• _ÉNONCÉ_:
Poursuivez le texte sur la Parisette en reprenant juste après sa dernière phrase.

Si la feuille de la Parisette a bien quelques nervures principales (3 ou 5) plus ou moins parallèles, celles-ci sont reliées par un réseau de nervures secondaires, ce qui tout-à-fait atypique pour les Monocotylédones.
Il existe une autre Monocotylédone aux feuilles « déviantes », bien plus courante d’ailleurs que la Parisette. C’est le Gouet tacheté (Arum maculatum), montrée ci-dessous.
Les fleurs
Que dire des fleurs, présentes en mai et juin, sinon qu’elles paraissent encore plus bizarres que les feuilles! Nous avons parlé plus haut du bout d’une baguette magique, mais certains croient plutôt y voir une araignée aux pattes jaunes!
Si c’est bien une fleur, où diable se trouve la corolle des pétales?
Regardez bien la périphérie de la fleur : on y remarque deux cercles de pièces.
Le cercle le plus externe doit être le calice : il comprend 4 sépales lancéolés, verts et penchés vers le bas. Ces sépales possèdent bien des nervures parallèles!

Entrées de la collection:
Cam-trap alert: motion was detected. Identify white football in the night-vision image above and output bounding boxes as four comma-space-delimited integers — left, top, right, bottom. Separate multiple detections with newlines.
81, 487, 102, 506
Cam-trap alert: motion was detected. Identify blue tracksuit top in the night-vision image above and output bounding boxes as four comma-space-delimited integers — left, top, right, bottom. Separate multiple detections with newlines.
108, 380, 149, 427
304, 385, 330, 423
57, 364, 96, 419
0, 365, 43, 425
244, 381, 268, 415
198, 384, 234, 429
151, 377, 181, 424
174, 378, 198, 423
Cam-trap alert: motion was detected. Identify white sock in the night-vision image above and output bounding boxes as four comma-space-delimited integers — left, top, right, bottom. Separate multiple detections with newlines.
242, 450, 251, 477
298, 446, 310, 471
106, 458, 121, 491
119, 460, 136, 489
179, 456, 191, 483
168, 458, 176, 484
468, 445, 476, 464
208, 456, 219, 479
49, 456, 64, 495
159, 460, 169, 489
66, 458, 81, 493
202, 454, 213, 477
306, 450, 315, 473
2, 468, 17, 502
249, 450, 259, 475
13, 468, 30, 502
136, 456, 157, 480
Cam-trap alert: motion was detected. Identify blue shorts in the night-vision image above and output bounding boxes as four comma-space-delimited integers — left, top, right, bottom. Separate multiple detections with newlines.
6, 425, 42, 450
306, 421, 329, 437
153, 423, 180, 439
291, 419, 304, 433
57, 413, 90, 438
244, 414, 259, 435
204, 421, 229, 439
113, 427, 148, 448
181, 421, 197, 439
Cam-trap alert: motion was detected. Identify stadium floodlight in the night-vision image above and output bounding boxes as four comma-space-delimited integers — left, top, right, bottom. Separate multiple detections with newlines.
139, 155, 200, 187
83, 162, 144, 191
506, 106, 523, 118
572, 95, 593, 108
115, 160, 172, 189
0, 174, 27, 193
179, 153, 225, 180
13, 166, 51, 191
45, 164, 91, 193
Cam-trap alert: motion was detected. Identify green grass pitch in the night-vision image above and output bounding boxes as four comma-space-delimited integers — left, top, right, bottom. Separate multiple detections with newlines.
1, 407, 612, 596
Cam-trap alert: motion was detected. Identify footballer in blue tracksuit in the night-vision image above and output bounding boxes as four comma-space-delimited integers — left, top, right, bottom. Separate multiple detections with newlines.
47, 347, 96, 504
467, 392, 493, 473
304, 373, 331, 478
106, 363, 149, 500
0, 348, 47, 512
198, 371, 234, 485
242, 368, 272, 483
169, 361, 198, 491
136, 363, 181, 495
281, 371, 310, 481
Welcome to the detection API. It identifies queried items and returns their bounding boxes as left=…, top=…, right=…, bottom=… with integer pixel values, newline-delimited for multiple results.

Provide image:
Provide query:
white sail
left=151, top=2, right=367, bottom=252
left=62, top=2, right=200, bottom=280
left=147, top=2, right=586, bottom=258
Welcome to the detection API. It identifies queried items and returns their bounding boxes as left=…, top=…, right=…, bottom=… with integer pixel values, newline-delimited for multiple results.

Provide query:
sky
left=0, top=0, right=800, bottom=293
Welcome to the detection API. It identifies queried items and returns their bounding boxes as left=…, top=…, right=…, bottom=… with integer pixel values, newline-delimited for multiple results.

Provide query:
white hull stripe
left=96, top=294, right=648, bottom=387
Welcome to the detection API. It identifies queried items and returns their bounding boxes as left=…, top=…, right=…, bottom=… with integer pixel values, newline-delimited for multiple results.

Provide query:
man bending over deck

• _RÉPONSE ATTENDUE_:
Le calice entoure un autre cercle, qui doit donc être la corolle. Celle-ci se compose de 4 pétales linéaires, verts également, et étalés horizontalement.
Au centre de la fleur se trouvent les organes reproducteurs.
D’abord les 8 longues étamines : remarquez que les anthères jaunes (ce sont les sacs à pollen) sont placées au milieu des filets, alors qu’elles sont d’habitude posées à leur sommet.
Au milieu s’élèvent les 4 stigmates bruns, les organes femelles qui réceptionnent le pollen, fixés sur l’ovaire qui donnera le fruit après fécondation. L’ovaire est dit supère car il est situé au dessus du plan d’insertion des pièces florales (sépales et pétales).
La reproduction
La pollinisation se fait essentiellement par le vent, ce qui est logique au vu de la disposition des pétales et des sépales qui n’entravent absolument pas la dissémination des grains de pollen. Mais chaque fleur peut aussi s’auto-polliniser 3.
La Parisette forme des fruits après la pollinisation. Ces baies sont toxiques pour l’homme : l’ingestion de 2 à 3 baies suffit à provoquer de sérieux troubles digestifs nécessitant un lavage d’estomac. En fait, les feuilles sont encore plus toxiques, et c’est certainement un moyen de défense que la plante a élaboré contre les herbivores.
Mais quel animal mange donc les fruits toxiques de la Parisette?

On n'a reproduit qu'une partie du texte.